Task
The required answer is each line in the entries below where "tree" occurs.

Records supplied
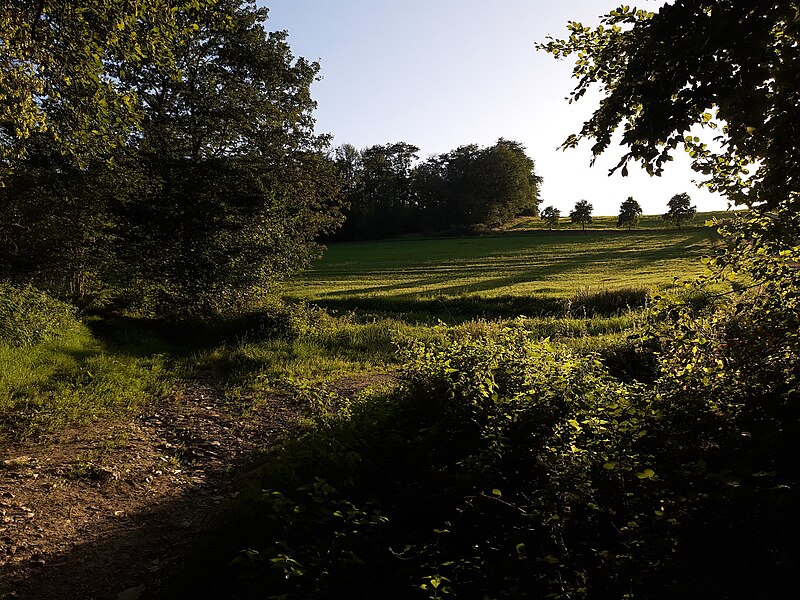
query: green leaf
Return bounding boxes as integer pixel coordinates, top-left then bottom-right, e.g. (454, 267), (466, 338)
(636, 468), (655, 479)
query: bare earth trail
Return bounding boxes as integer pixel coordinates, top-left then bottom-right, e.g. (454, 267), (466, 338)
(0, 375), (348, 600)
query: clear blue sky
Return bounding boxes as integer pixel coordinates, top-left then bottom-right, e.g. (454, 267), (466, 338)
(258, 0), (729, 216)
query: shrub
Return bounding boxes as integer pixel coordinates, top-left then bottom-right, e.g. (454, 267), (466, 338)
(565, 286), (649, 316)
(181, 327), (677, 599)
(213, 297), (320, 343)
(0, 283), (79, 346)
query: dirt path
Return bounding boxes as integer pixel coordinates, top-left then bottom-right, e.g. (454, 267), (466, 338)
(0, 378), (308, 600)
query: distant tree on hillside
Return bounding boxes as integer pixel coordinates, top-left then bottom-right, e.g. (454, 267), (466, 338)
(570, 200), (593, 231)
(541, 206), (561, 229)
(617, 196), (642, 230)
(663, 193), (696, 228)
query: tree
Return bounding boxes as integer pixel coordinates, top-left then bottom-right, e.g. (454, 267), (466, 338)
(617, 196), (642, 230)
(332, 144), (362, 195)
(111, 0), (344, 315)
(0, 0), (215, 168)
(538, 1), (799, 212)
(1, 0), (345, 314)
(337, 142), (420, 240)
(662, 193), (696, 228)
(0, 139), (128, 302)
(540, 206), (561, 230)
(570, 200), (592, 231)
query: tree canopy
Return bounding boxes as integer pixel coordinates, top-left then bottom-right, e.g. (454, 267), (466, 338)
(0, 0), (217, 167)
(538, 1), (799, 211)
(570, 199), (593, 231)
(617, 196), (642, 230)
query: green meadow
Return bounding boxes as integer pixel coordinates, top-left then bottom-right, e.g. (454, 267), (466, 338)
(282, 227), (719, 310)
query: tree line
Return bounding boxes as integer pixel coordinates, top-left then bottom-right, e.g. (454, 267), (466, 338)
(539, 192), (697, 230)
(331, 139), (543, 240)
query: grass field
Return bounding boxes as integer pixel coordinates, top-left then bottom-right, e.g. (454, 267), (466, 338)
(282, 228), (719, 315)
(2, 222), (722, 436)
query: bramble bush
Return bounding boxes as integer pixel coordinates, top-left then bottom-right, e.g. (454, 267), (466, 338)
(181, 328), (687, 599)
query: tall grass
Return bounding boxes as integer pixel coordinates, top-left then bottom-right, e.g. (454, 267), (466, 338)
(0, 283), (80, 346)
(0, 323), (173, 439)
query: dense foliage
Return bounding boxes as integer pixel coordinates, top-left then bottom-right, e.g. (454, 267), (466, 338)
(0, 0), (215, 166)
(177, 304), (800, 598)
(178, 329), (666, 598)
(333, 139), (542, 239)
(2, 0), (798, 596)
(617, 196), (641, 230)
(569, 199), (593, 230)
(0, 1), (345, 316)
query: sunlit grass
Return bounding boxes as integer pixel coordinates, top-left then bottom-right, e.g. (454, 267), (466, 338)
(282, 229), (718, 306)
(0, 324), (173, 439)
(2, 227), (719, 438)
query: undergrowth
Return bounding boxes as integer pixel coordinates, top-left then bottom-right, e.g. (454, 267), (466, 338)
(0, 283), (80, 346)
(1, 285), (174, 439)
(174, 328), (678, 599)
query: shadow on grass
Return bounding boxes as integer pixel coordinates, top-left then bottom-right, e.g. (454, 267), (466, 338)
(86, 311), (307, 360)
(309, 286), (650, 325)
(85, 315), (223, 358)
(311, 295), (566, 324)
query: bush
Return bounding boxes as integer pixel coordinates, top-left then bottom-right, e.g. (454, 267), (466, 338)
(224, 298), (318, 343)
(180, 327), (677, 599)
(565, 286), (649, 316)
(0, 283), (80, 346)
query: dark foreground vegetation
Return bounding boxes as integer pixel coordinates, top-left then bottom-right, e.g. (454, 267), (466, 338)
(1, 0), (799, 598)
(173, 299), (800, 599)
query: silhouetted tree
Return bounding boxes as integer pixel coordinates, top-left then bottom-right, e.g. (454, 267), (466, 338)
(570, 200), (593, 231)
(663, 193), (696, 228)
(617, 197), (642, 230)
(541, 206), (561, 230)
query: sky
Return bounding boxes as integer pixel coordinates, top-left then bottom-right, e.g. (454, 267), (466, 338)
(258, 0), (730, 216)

Result of this task
query: distant tree on hillside
query: tree
query: tree canopy
query: tree line
query: silhouetted tree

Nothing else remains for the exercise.